#### SUPPLIED MATERIAL:
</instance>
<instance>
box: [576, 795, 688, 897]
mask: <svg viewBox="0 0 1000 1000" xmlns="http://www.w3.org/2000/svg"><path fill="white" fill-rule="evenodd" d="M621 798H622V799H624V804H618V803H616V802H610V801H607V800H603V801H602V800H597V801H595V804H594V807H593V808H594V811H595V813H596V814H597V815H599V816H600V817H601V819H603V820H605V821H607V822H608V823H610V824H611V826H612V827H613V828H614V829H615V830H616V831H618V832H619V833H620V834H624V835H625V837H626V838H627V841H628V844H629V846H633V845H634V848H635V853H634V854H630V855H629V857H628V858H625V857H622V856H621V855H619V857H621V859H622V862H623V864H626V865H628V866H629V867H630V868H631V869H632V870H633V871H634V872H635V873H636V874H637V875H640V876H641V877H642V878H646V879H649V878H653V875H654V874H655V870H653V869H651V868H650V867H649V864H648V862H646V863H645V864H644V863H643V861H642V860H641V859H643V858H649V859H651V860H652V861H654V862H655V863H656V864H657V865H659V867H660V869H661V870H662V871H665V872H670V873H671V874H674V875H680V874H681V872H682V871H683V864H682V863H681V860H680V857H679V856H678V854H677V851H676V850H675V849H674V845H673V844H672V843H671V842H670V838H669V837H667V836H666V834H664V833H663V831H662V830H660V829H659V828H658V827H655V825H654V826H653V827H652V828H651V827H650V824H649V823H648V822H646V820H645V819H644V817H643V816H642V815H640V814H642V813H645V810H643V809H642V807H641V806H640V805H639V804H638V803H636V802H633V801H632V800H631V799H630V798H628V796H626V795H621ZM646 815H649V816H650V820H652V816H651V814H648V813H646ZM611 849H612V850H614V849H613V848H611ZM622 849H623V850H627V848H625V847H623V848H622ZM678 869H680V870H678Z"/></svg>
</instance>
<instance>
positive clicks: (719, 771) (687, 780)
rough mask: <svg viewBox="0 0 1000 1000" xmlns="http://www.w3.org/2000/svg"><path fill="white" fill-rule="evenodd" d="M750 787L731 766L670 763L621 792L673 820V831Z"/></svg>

#### WHAT THE EXERCISE ASKS:
Would you print all of the material above exactly as written?

#### OUTPUT OF THE EXERCISE:
</instance>
<instance>
box: [576, 795, 688, 897]
mask: <svg viewBox="0 0 1000 1000" xmlns="http://www.w3.org/2000/svg"><path fill="white" fill-rule="evenodd" d="M621 798H622V799H624V804H618V803H616V802H610V801H607V800H603V801H602V800H597V801H595V804H594V807H593V808H594V811H595V813H596V814H597V815H599V816H600V817H601V819H603V820H605V821H607V822H608V823H610V824H611V826H612V827H613V828H614V829H615V830H616V831H618V832H619V833H620V834H624V835H625V837H626V838H627V841H628V844H629V846H633V845H634V848H635V853H634V854H630V855H629V857H628V858H625V857H622V856H621V855H619V857H621V859H622V862H623V864H626V865H628V866H629V867H630V868H631V869H632V870H633V871H634V872H635V873H636V874H637V875H640V876H641V877H642V878H646V879H649V878H653V875H654V874H655V870H653V869H651V868H650V867H649V864H648V862H646V863H645V864H644V863H643V861H642V860H641V859H643V858H649V859H651V860H652V861H654V862H655V863H656V864H657V865H659V867H660V869H661V870H662V871H665V872H670V873H671V874H674V875H680V874H681V872H682V871H683V864H682V863H681V860H680V857H679V856H678V854H677V851H676V850H675V849H674V845H673V844H672V843H671V842H670V838H669V837H667V836H666V834H664V833H663V831H662V830H660V829H659V828H658V827H655V825H654V826H653V827H652V828H651V827H650V824H649V823H648V822H646V820H645V819H644V817H643V816H642V815H640V814H642V813H645V810H643V809H642V807H641V806H640V805H639V804H638V803H636V802H633V801H632V800H631V799H630V798H628V796H626V795H621ZM646 815H649V816H650V820H652V816H651V814H648V813H646ZM611 849H612V850H614V849H613V848H611ZM622 849H623V850H627V848H625V847H623V848H622ZM678 869H680V870H678Z"/></svg>
</instance>
<instance>
positive clicks: (719, 771) (687, 780)
rough mask: <svg viewBox="0 0 1000 1000" xmlns="http://www.w3.org/2000/svg"><path fill="white" fill-rule="evenodd" d="M750 787L731 766L670 763L621 792L673 820V831Z"/></svg>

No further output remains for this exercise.